**Document excerpt:**
[Start of Attachment]

As always, I concentrate on the little things I have some control over. Slowly work progresses, and I try not to think about the fact it may all burn down soon.
We are currently experiencing a historically unprecedented heatwave here in BC. Records are being set daily, including Lytton giving Canada a new all-time high of 49.5C/121F. Here at the cabin we’ve hit 41, which is the hottest it’s ever been here. The heat is supposed to break tomorrow, with thunderstorms. This brings up another problem: lightning. We already have two large, out-of-control wildfires burning not too far away. The smoke cast a haze in the air here this morning. Welcome to Hell.
In fact I’ve only been able to work a couple of hours in the morning before it gets too hot to do anything. I’ve not been going out unless absolutely necessary, and we don’t even let the dogs stay out for long. It’s a case of “just get through this”.
Some bad news: two of our cats have gone missing and the outlook for them is not good. There is water and prey out there if they can find it, but …
Few photos being taken, due to the heat. But here are a few.
Beyond the immediate area many things are happening. BC’s state of emergency will finally be lifted July 1, and many rules relaxed including mandatory mask requirements. I will wait until my 2nd shot (on Friday) has had time to take effect before I doff the N95. Unless I have to keep wearing it against wildfire smoke. *sigh* I’m used to that.
We are finally at the cabin together. It wasn’t easy. Along the way the road bumps took a few casualties among the packed goods, such as reducing a dozen eggs to half a dozen. The jostling alone did the damage, and it took me a couple of hours to clean up the mess once we got here.
The place is far from done. It’s just usable. But my poor wife hasn’t been able to stay out here since 2018 due to one thing or another or even more. The cats are very unhappy about being here, growling and hissing at each other and the world in general. Two of them have “left home”. They should return once they’re hungry. The dogs are fine. They love adventure. I’m not so keen on it myself.
This was the big ‘sticking point’ for being able to fully occupy the place. Fortunately a couple of friends dropped by and help me lift the top piece on to the base. Three old guys that took. Many thanks to Wally and Danny ’cause otherwise I’d have had to build a crane or something. I swear the top alone is 200 lbs.
Of course with the dogs around the wildlife has taken off so no more deer. Probably no more bear or woodchuck or other sizable beasts. Fortunately they are smarter than the dogs, who’d try to play with a wolverine if they found one.
The mosquitoes are still here. They seemed to disappear Saturday when the temperature got up to 97 (sorry Celisus; you’re no good for daily living). It’s expected to be 108 tomorrow and Tuesday. This is highly unusual for the area. Inside the cabin it was only 75. Now this morning it’s 60 outside so the windows are open to let the temperature drop. Once it starts climbing again I’ll close up and keep the heat out. It works and it’s cheaper than air conditioning.
We’ll be out here now while I continue working. Not sure what I’ll get done, but there sure is a lot left to do. Going to go slow during this heat wave of course, and not planning on going back to town for anything until next Friday.

[End of Attachment]

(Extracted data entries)
[Start of Attachment]

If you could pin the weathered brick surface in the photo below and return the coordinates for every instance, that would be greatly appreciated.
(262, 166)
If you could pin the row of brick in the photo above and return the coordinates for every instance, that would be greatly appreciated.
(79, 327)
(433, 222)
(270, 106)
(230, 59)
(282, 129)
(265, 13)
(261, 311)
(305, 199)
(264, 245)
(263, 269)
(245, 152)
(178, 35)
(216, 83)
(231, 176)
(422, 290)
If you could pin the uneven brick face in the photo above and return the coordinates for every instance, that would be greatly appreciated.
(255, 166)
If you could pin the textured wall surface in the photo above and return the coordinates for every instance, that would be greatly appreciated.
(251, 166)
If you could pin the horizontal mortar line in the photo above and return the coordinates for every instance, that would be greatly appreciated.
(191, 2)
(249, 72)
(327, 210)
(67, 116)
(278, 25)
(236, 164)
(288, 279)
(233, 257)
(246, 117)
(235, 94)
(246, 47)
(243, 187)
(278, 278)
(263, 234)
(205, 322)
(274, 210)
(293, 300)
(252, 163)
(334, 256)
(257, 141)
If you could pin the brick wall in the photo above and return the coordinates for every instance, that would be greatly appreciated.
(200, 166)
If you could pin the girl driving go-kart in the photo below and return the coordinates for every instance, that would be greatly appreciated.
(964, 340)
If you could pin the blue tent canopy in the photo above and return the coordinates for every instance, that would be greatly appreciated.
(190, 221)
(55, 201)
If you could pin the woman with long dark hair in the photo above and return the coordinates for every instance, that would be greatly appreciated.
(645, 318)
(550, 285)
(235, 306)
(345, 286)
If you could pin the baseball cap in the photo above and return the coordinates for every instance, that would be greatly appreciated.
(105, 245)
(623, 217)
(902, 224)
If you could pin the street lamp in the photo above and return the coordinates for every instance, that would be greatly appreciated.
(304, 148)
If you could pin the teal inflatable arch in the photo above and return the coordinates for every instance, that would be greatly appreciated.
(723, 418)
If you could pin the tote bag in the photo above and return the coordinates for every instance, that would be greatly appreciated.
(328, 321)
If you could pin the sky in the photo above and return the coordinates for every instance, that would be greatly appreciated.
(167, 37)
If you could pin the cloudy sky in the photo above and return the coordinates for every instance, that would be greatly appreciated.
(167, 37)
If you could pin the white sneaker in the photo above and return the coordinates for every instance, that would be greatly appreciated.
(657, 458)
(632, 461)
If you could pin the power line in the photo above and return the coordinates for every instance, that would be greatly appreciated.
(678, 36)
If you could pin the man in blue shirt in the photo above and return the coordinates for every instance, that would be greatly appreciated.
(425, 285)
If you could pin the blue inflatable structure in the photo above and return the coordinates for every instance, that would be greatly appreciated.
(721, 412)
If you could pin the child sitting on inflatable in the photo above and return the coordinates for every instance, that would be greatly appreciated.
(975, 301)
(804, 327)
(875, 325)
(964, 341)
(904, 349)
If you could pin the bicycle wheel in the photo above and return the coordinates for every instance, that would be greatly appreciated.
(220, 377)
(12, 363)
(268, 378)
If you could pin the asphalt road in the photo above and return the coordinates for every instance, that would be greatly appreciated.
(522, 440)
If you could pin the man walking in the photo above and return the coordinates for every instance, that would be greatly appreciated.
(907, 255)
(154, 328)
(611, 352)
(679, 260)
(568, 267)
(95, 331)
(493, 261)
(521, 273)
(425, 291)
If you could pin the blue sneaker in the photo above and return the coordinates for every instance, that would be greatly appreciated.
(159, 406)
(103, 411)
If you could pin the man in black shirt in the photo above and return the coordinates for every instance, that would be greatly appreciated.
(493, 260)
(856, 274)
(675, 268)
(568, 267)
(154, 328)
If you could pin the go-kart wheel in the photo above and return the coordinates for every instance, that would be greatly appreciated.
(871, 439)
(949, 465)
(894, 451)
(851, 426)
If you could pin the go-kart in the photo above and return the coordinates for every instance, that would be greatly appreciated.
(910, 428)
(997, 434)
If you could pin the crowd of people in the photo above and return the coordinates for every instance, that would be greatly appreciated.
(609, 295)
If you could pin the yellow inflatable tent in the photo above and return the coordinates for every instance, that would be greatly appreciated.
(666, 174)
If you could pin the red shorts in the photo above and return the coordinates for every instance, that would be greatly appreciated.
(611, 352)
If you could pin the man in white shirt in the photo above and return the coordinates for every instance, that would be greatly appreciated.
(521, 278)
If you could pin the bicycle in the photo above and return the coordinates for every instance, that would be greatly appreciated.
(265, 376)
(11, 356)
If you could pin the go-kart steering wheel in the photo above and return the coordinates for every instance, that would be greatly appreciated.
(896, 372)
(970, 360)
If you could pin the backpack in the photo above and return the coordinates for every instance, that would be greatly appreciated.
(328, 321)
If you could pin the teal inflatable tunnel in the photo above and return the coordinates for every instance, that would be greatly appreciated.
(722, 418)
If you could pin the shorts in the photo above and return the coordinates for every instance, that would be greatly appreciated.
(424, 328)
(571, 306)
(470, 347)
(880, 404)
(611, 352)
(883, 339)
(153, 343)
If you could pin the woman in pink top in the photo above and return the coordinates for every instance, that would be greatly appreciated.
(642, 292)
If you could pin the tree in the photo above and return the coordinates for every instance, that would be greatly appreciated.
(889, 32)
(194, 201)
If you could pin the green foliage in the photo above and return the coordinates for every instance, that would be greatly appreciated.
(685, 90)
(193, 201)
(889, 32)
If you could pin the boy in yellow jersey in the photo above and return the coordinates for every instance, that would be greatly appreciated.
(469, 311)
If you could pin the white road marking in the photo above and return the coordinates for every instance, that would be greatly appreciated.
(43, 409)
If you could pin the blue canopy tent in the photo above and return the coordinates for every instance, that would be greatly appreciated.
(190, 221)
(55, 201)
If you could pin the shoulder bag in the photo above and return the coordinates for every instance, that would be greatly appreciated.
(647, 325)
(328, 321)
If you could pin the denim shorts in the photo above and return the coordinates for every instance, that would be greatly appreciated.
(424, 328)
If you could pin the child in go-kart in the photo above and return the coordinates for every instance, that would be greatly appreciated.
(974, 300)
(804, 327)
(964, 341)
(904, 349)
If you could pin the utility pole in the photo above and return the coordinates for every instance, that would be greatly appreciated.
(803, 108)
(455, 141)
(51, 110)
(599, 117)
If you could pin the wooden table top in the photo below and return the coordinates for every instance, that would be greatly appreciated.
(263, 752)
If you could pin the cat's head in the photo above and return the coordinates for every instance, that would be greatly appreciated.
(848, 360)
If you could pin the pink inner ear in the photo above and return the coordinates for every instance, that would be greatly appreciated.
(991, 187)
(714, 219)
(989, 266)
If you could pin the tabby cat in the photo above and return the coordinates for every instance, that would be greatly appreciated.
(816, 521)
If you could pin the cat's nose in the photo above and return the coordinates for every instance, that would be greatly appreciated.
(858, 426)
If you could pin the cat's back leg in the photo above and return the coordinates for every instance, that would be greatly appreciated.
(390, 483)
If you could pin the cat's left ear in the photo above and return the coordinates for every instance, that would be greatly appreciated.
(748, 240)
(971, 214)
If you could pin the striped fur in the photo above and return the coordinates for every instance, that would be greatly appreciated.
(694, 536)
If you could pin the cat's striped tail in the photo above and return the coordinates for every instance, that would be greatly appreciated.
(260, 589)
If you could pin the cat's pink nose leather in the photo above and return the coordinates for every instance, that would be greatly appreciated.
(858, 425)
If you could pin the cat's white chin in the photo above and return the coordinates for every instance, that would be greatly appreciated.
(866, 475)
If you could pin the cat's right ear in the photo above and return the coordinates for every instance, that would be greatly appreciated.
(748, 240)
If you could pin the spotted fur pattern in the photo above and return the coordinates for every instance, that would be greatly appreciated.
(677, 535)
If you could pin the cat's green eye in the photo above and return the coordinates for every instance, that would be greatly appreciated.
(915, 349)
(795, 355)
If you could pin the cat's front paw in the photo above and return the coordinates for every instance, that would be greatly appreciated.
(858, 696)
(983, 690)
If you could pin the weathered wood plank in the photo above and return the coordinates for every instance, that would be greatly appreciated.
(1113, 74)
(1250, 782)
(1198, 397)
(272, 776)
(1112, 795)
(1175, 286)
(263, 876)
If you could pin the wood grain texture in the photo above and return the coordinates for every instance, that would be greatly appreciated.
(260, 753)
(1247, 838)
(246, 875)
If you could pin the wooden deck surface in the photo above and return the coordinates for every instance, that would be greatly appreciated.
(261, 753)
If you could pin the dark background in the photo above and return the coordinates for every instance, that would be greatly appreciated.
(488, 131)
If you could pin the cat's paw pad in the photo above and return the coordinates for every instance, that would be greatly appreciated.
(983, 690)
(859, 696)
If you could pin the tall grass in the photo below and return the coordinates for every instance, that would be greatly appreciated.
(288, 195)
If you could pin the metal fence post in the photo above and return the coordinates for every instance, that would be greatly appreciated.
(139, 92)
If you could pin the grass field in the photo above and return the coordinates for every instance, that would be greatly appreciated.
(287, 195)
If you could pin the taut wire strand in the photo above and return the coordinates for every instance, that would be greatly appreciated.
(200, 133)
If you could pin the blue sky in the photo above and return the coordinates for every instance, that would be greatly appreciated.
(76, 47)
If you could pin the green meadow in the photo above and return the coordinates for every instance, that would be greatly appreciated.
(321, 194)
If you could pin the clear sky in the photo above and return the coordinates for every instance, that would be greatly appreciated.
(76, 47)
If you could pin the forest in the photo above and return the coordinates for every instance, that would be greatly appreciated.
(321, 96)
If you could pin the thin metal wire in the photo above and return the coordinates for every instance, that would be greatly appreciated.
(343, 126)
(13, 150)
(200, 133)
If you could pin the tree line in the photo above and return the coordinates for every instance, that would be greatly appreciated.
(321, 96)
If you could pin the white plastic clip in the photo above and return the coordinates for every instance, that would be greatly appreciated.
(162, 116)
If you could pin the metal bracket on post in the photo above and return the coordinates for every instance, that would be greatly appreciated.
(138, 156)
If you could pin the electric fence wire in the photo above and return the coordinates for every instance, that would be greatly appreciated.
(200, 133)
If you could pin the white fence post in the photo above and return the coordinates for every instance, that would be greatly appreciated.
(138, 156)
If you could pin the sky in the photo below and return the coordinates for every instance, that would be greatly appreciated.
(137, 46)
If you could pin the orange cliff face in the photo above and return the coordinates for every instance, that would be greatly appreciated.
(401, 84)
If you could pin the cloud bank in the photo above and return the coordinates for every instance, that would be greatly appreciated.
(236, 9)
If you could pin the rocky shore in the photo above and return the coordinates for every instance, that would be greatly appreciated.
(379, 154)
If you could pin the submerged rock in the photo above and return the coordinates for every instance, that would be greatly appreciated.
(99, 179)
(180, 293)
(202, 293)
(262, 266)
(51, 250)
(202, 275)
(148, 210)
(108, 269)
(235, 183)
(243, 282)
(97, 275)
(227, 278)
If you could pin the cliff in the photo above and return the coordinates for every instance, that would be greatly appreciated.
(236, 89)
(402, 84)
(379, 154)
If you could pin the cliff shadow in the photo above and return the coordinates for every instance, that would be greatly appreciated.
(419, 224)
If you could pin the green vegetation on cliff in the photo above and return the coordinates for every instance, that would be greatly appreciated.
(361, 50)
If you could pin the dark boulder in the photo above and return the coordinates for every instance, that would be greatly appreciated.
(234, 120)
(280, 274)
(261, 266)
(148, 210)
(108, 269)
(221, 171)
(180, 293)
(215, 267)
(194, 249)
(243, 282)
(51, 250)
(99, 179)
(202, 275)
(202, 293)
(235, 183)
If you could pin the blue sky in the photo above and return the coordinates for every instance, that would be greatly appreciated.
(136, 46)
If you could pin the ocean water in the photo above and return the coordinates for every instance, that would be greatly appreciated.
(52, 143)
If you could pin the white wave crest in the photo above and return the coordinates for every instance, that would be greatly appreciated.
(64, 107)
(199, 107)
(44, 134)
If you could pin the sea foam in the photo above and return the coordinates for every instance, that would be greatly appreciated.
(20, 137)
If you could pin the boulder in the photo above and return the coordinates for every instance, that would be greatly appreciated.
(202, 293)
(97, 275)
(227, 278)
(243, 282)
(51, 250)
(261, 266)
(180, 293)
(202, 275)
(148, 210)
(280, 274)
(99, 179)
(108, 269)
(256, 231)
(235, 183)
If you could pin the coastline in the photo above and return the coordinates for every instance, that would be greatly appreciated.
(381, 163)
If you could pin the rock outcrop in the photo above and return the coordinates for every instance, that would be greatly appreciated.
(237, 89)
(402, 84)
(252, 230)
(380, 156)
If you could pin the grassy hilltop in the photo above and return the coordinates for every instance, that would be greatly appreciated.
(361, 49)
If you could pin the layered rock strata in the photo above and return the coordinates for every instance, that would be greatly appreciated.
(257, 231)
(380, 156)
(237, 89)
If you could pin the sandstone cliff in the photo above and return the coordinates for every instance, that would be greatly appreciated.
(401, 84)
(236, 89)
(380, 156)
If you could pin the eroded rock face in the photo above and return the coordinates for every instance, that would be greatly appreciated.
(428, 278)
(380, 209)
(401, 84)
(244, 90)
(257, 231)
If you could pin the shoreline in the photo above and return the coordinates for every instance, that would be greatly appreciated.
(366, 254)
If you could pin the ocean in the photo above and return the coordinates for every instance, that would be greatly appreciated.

[End of Attachment]

**Work instruction 1:**
Answer these questions using the cabin post:
(a) What new all-time high temperature for Canada did Lytton set?
(b) On what date will BC's state of emergency be lifted?
(c) What was the temperature inside the cabin on the day it reached 97 outside?
**Work instruction 2:** Retype the stretch of the cabin post from "Beyond the immediate" through "used to that.".

**Solution 1:**
(a) 49.5C/121F
(b) July 1
(c) 75

**Solution 2:**
Beyond the immediate area many things are happening. BC’s state of emergency will finally be lifted July 1, and many rules relaxed including mandatory mask requirements. I will wait until my 2nd shot (on Friday) has had time to take effect before I doff the N95. Unless I have to keep wearing it against wildfire smoke. *sigh* I’m used to that.